Die Politik wird in Berlin gemacht, doch sie sollte sich mit dem ganzen Land beschäftigen. Um zu erforschen, wie es in der „Provinz“ zugeht, veröffentlicht die Bundesregierung alle vier Jahre den „Bericht zur Entwicklung der ländlichen Räume“. Agrarministerin Julia Klöckner (CDU) und Innenminister Horst Seehofer (CSU) stellten das aktuelle Papier am 11. November gemeinsam vor.
Obwohl fast 90 Prozent der Fläche Deutschlands ländlich geprägt ist und etwa die Hälfte der Bevölkerung dort lebt, ist messbar, dass diese Regionen in einigen Bereichen hinterherhinken.
Gerade die medizinische und pflegerische Versorgung im ländlichen Raum ist unterentwickelt. Während es in den meisten kreisfreien Städten mit dem Auto nicht länger als zehn Minuten bis zum nächsten Krankenhaus dauert, sind es in etwa 100 Landkreisen 20 bis 30 Minuten. Gerade bei zeitkritischen Erkrankungen wie Schlaganfällen oder Herzinfarkten kommt es auf jede Minute an.
Steigender Bedarf auf dem Land
Laut dem Bericht sei das Angebot an ambulanten Gesundheits- und Pflegediensten in ländlichen Regionen derzeit noch als flächendeckend einzuschätzen. Allerdings steige der Bedarf dort stärker als in den Städten. Nicht nur Patient*innen, sondern auch Hausärzt*innen alterten dort.
Die ländlichen Regionen sind also tendenziell unterversorgt und zudem gefährdet, weiter abgehängt zu werden.
Die „Herstellung gleichwertiger Lebensverhältnisse“ ist als eine Aufgabe im Grundgesetz festgehalten. Um diese im Bereich von Gesundheit und Pflege zu erreichen, ist aus Sicht des SoVD eine stärkere Patientenorientierung nötig.

Vorgegebene Daten
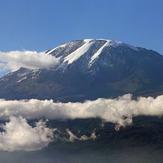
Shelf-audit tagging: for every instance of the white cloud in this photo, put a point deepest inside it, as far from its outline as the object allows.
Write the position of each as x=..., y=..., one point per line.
x=119, y=111
x=27, y=59
x=19, y=135
x=73, y=137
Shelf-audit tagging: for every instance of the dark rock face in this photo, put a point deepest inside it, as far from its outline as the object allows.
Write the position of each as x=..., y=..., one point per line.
x=89, y=69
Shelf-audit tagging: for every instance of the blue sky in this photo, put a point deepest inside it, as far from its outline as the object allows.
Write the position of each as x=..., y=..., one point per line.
x=44, y=24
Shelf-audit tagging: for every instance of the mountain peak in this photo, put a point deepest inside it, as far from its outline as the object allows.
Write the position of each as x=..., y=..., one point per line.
x=88, y=49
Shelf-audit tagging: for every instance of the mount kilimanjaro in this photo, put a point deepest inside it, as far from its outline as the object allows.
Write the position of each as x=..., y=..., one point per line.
x=89, y=69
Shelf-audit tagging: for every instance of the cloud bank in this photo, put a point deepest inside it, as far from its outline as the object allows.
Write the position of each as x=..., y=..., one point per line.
x=119, y=111
x=28, y=59
x=19, y=135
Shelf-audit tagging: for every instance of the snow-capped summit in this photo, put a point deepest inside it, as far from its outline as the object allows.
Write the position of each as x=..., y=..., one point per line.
x=89, y=69
x=88, y=51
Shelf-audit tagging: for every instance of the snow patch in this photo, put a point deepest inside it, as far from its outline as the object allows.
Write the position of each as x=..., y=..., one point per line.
x=52, y=50
x=96, y=55
x=79, y=52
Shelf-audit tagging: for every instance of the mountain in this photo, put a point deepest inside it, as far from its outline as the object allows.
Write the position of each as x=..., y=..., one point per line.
x=89, y=69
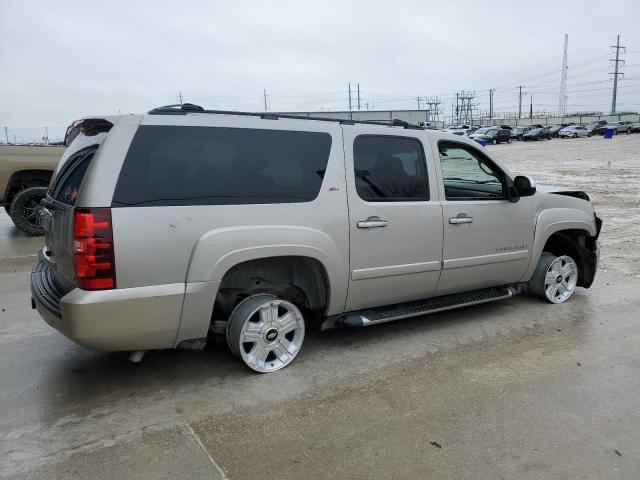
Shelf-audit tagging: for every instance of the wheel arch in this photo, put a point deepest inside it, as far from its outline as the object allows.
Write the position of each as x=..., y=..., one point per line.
x=266, y=246
x=576, y=238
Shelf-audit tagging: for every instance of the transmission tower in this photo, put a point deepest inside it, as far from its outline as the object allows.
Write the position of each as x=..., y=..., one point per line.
x=465, y=106
x=562, y=100
x=616, y=73
x=433, y=109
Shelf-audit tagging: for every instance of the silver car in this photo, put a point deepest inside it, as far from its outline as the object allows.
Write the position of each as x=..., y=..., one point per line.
x=168, y=228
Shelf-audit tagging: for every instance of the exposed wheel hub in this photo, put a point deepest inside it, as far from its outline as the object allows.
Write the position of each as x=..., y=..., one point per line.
x=561, y=279
x=271, y=335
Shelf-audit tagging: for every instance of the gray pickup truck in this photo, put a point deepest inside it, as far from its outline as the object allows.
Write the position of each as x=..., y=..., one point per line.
x=169, y=227
x=25, y=171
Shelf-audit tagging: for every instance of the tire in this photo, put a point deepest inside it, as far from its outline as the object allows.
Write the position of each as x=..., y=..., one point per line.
x=555, y=278
x=25, y=210
x=266, y=332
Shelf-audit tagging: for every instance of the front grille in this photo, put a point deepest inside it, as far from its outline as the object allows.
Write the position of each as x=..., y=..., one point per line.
x=45, y=288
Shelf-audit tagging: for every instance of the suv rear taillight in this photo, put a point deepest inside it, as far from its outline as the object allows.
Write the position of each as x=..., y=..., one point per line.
x=93, y=249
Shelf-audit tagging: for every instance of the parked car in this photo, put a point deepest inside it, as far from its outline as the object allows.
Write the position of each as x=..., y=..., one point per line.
x=537, y=134
x=492, y=135
x=25, y=172
x=554, y=130
x=518, y=132
x=596, y=126
x=622, y=127
x=574, y=131
x=168, y=228
x=600, y=129
x=459, y=129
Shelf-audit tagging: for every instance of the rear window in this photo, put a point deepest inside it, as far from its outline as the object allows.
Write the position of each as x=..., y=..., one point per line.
x=67, y=182
x=169, y=165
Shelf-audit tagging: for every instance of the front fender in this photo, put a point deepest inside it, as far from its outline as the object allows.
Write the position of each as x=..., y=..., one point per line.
x=554, y=220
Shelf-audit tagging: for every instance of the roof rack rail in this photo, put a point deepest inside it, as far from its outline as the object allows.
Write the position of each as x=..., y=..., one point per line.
x=185, y=108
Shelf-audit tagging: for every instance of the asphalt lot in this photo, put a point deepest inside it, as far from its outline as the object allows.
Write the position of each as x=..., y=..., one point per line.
x=515, y=389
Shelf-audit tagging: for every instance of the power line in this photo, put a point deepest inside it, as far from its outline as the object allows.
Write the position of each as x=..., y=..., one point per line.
x=562, y=100
x=616, y=73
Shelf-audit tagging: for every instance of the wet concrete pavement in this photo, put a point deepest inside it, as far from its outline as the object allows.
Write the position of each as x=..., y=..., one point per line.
x=513, y=389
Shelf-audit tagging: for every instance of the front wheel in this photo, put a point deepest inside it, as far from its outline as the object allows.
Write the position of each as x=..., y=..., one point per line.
x=266, y=332
x=555, y=278
x=25, y=210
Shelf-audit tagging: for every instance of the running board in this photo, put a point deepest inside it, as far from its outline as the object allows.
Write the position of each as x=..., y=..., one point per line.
x=390, y=313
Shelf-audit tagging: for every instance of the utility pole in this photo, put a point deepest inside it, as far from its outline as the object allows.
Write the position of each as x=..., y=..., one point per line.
x=616, y=73
x=491, y=90
x=520, y=102
x=562, y=100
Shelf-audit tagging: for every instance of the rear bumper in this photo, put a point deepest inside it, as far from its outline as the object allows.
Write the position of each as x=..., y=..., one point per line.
x=140, y=318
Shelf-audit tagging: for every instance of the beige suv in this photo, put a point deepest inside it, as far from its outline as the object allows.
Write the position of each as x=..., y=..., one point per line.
x=169, y=227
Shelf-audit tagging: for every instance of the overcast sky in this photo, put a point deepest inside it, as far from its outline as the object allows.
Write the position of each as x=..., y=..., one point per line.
x=63, y=60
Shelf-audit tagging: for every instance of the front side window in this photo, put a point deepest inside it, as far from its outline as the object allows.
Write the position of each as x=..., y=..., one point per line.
x=467, y=175
x=171, y=165
x=389, y=169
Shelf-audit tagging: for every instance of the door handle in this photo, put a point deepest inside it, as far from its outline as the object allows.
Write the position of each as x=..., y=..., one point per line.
x=459, y=220
x=372, y=222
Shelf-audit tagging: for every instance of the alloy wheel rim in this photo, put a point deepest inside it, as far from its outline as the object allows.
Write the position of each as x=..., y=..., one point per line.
x=272, y=336
x=560, y=279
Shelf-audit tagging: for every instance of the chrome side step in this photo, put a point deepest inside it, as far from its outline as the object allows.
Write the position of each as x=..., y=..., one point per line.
x=375, y=316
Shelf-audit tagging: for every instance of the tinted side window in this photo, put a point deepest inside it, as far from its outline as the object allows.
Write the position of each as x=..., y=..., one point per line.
x=467, y=176
x=390, y=169
x=67, y=183
x=168, y=165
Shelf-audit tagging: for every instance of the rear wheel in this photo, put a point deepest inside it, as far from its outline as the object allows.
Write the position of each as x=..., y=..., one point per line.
x=266, y=332
x=555, y=278
x=25, y=210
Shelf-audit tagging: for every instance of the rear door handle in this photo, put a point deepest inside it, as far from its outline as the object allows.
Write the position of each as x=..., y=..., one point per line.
x=372, y=222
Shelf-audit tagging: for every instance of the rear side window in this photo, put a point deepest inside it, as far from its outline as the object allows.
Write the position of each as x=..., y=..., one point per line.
x=389, y=169
x=67, y=182
x=169, y=165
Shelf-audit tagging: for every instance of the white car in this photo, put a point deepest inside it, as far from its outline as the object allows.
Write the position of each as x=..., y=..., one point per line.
x=574, y=131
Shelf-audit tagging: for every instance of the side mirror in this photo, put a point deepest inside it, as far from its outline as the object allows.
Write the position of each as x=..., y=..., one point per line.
x=524, y=186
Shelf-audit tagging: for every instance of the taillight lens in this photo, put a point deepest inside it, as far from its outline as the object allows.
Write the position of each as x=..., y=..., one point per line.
x=93, y=249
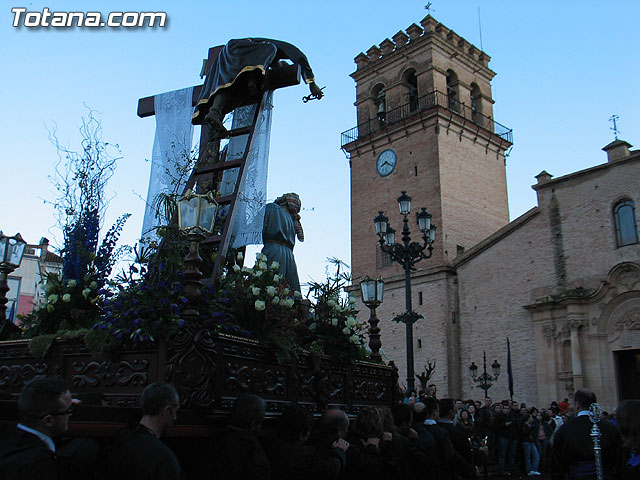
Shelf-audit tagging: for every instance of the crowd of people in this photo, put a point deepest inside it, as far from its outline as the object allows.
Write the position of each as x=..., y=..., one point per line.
x=421, y=437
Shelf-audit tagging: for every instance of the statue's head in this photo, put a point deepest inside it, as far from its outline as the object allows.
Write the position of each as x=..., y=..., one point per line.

Aufgabe 1
Schreib aus dem Text über die ländlichen Räume den Abschnitt ab, der mit „Die „Herstellung gleichwertiger“ anfängt und bis „stärkere Patientenorientierung nötig.“ geht, und ersetze darin „stärkere“ durch „konsequentere“.
Aufgabe 2
Wie lange fährt man laut dem Text über die ländlichen Räume in etwa 100 Landkreisen mit dem Auto bis zum nächsten Krankenhaus?
Aufgabe 3
Schreib den Text über die ländlichen Räume nach seinem letzten Satz weiter.
Die Liste hat mit dem Text über die ländlichen Räume nichts zu tun.

Antwort 1
Die „Herstellung gleichwertiger Lebensverhältnisse“ ist als eine Aufgabe im Grundgesetz festgehalten. Um diese im Bereich von Gesundheit und Pflege zu erreichen, ist aus Sicht des SoVD eine konsequentere Patientenorientierung nötig.

Antwort 2
20 bis 30 Minuten.

Antwort 3
Gleichmäßige Versorgung sichern
Eine Patientenorientierung, wie sie der SoVD versteht, heißt, flächendeckend eine qualitativ hochwertige und wohnortnahe Versorgung sicherzustellen.
Fehlversorgung, vor allem in Form der Unterversorgung ländlicher oder strukturschwacher Gebiete und der Überversorgung in Ballungszentren, muss beseitigt werden. Ein ungleicher Zugang zu ärztlicher Versorgung ist vor dem Hintergrund des gleichen Versichertenstatus in der gesetzlichen Krankenversicherung nicht hinnehmbar. Erforderlich ist eine kleinräumige, bedarfsorientierte Planung für eine barrierefreie Versorgung, die insbesondere die Belange von behinderten und älteren Menschen sowie von Frauen und Familien mit Kindern berücksichtigt.
Außerdem weist der SoVD darauf hin, dass eine mangelhafte Infrastruktur nicht nur zu Problemen bei der Gesundheitsversorgung der Bevölkerung führt. Wer weit weg vom nächsten Zentrum wohnt, hat eine höhere Wahrscheinlichkeit Einsamkeit oder sozialer Isolation ausgesetzt zu sein.
Unterstützung durch Strukturfonds
In seiner Stellungnahme zum Terminservice- und Versorgungsgesetz begrüßte der SoVD, dass das neue Gesetz gezielt Ärztinnen und Ärzte in unterversorgten Gebieten unterstützt. Aus einem Strukturfonds erhalten diese Zuschläge, um so die flächendeckende ambulante Versorgung sicherzustellen. Diesen Fonds finanzieren Krankenkassen und Kassenärztliche Vereinigungen gemeinsam.
Der SoVD bewertet den Ansatz als sinnvoll. Gleichzeitig weist der Verband aber auch darauf hin, dass eine Unterversorgung die gesamte Bevölkerung betrifft und somit nicht allein ein Problem der gesetzlichen Krankenversicherung ist.